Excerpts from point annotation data
__________
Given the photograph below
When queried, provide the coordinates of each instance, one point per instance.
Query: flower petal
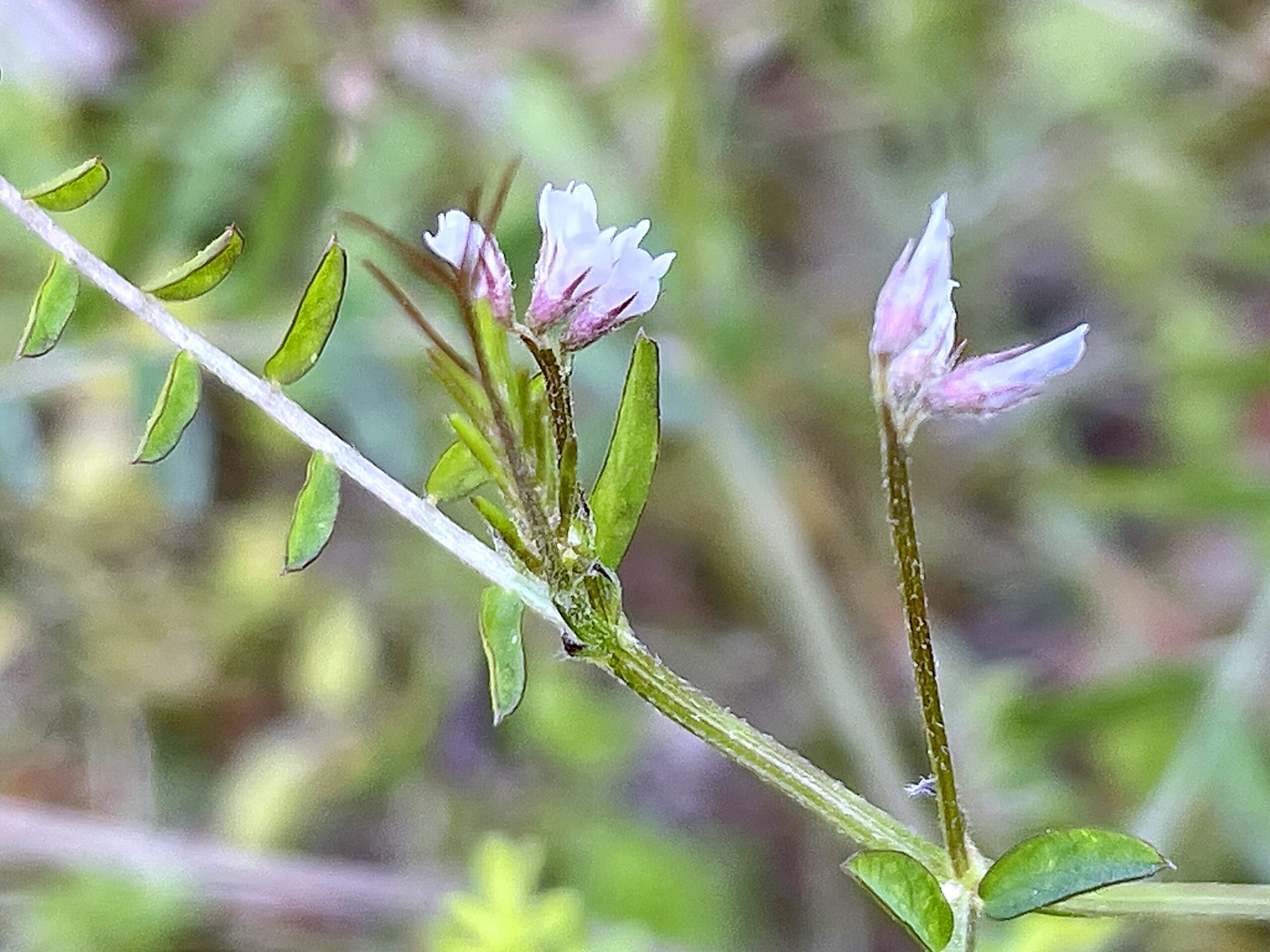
(987, 385)
(917, 294)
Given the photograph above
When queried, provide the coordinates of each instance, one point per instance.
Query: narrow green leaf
(507, 531)
(1062, 864)
(456, 474)
(492, 339)
(202, 272)
(175, 409)
(53, 307)
(505, 651)
(73, 188)
(479, 447)
(314, 320)
(908, 892)
(314, 518)
(463, 388)
(622, 490)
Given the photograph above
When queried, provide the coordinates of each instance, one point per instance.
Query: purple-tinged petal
(590, 280)
(987, 385)
(465, 246)
(917, 294)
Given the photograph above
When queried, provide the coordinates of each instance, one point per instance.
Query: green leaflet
(908, 892)
(202, 272)
(314, 518)
(505, 651)
(314, 319)
(492, 341)
(502, 524)
(479, 447)
(73, 188)
(455, 475)
(53, 307)
(622, 490)
(1062, 864)
(175, 409)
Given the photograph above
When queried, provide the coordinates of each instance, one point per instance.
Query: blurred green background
(200, 754)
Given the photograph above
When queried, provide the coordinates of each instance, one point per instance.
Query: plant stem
(561, 402)
(854, 817)
(1173, 900)
(903, 532)
(631, 662)
(285, 412)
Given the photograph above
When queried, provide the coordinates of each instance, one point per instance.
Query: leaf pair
(622, 489)
(1030, 876)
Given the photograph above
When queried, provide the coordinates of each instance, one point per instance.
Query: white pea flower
(477, 258)
(913, 336)
(590, 280)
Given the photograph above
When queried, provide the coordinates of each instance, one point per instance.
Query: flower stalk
(903, 534)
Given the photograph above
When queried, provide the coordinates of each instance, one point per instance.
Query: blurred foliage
(1089, 558)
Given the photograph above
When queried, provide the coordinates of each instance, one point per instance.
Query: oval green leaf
(622, 490)
(1062, 864)
(908, 892)
(73, 188)
(314, 518)
(202, 272)
(175, 409)
(505, 651)
(455, 475)
(53, 307)
(314, 320)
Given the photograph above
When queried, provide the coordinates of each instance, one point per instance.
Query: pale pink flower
(913, 336)
(477, 258)
(987, 385)
(590, 280)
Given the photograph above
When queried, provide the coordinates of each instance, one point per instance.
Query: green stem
(513, 454)
(808, 786)
(903, 531)
(1183, 900)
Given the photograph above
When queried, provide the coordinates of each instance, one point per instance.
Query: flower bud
(587, 280)
(477, 258)
(913, 337)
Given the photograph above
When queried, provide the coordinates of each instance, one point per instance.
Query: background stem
(629, 660)
(903, 532)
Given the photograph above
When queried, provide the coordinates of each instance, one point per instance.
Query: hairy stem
(903, 532)
(826, 797)
(513, 452)
(285, 412)
(1174, 900)
(854, 817)
(557, 385)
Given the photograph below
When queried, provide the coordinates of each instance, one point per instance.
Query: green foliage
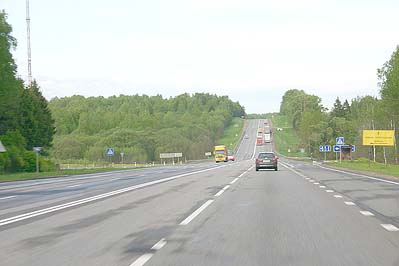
(141, 127)
(287, 138)
(25, 120)
(232, 134)
(36, 124)
(10, 86)
(388, 76)
(296, 102)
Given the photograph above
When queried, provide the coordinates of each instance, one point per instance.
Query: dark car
(267, 160)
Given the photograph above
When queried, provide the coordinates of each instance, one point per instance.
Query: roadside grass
(286, 139)
(363, 165)
(232, 133)
(65, 172)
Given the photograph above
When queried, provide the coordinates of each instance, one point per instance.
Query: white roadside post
(37, 150)
(2, 149)
(122, 158)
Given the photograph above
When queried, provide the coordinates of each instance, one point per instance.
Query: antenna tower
(28, 44)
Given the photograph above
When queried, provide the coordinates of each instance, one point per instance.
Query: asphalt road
(203, 214)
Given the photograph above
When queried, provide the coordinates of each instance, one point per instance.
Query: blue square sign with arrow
(110, 152)
(340, 140)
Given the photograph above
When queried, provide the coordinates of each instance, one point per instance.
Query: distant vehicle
(267, 160)
(220, 152)
(267, 138)
(260, 131)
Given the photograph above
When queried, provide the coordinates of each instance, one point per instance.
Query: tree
(338, 109)
(388, 77)
(36, 123)
(10, 86)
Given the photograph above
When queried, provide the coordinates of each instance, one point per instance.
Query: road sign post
(37, 150)
(2, 149)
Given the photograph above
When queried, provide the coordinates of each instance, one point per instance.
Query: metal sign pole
(340, 155)
(37, 163)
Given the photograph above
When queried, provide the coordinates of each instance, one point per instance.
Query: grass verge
(362, 164)
(286, 141)
(232, 133)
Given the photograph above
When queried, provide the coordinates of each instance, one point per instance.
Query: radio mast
(28, 44)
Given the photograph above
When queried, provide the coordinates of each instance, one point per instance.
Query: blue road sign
(110, 152)
(340, 140)
(324, 148)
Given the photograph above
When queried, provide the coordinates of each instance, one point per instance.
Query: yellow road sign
(378, 137)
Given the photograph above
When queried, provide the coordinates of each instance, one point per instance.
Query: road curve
(203, 214)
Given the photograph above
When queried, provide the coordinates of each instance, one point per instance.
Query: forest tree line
(316, 125)
(25, 120)
(140, 126)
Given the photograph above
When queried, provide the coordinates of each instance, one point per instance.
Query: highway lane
(113, 231)
(44, 194)
(280, 218)
(231, 215)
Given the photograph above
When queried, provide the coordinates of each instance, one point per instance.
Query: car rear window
(266, 155)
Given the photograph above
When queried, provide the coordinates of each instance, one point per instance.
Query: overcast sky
(250, 50)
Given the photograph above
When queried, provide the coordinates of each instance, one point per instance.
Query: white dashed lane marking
(159, 245)
(366, 213)
(142, 259)
(74, 186)
(9, 197)
(235, 180)
(196, 213)
(390, 227)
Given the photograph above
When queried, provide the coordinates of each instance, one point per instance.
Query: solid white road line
(142, 259)
(366, 213)
(219, 193)
(196, 213)
(74, 186)
(369, 177)
(390, 227)
(253, 154)
(235, 180)
(159, 245)
(93, 198)
(69, 179)
(9, 197)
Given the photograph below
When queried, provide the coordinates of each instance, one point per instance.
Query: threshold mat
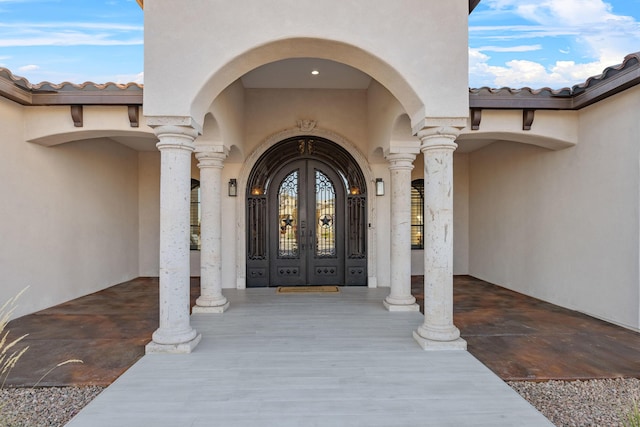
(306, 289)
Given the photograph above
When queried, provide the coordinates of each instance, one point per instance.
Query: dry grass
(10, 352)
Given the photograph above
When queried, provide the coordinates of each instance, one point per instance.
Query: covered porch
(321, 359)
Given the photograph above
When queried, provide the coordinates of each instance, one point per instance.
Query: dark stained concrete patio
(517, 337)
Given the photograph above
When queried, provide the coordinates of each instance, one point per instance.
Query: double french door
(307, 225)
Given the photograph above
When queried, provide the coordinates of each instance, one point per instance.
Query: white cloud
__________
* **What is being asked**: Convert the data into a Markdown table with the columns "Row" and "Line," starting at its first line and stopping after the line that contains "(1030, 876)", giving each line a numbered row and skipping blank lines. Omit the pictures.

* **Full solution**:
| Row | Line |
|---|---|
| 1 | Given the photograph below |
| 2 | When queried, provide the coordinates of each instance, one point per instance. |
| 3 | Query: flower petal |
| 4 | (987, 385) |
| 5 | (917, 294) |
| 6 | Given the photograph above |
| 7 | When queried, provide the coordinates of each instance, one point per instance. |
| 8 | Query: narrow green leaf |
| 9 | (507, 531) |
| 10 | (1062, 864) |
| 11 | (456, 474) |
| 12 | (492, 339) |
| 13 | (202, 272) |
| 14 | (175, 409) |
| 15 | (53, 307) |
| 16 | (505, 651) |
| 17 | (73, 188) |
| 18 | (479, 447) |
| 19 | (314, 320) |
| 20 | (908, 892) |
| 21 | (314, 518) |
| 22 | (463, 388) |
| 23 | (622, 490) |
| 24 | Given the photograph above |
| 25 | When queried, provide the coordinates of each instance, one point per instance. |
| 26 | Query: purple-tinged petal |
| 27 | (590, 280) |
| 28 | (987, 385) |
| 29 | (465, 246) |
| 30 | (917, 294) |
| 31 | Given the photograph above |
| 32 | When queried, provide the coordinates of each instance, one point per instance. |
| 33 | Query: green leaflet |
| 34 | (908, 892) |
| 35 | (202, 272) |
| 36 | (314, 518) |
| 37 | (505, 651) |
| 38 | (314, 319) |
| 39 | (492, 341) |
| 40 | (502, 524) |
| 41 | (479, 447) |
| 42 | (73, 188) |
| 43 | (455, 475) |
| 44 | (53, 307) |
| 45 | (622, 490) |
| 46 | (1062, 864) |
| 47 | (175, 409) |
| 48 | Given the photograph above |
| 49 | When queried, provide the coordinates of each instance, one point per instance. |
| 50 | Query: blurred green background |
| 51 | (200, 754) |
| 52 | Given the photograph above |
| 53 | When queried, provide the coordinates of each instance, one point per instance. |
| 54 | Query: plant stem |
| 55 | (561, 402) |
| 56 | (854, 817) |
| 57 | (1173, 900) |
| 58 | (903, 532) |
| 59 | (631, 662) |
| 60 | (285, 412) |
| 61 | Given the photograph above |
| 62 | When queried, provide the coordinates of each instance, one point per instance. |
| 63 | Query: leaf pair |
| 64 | (622, 489) |
| 65 | (1030, 876) |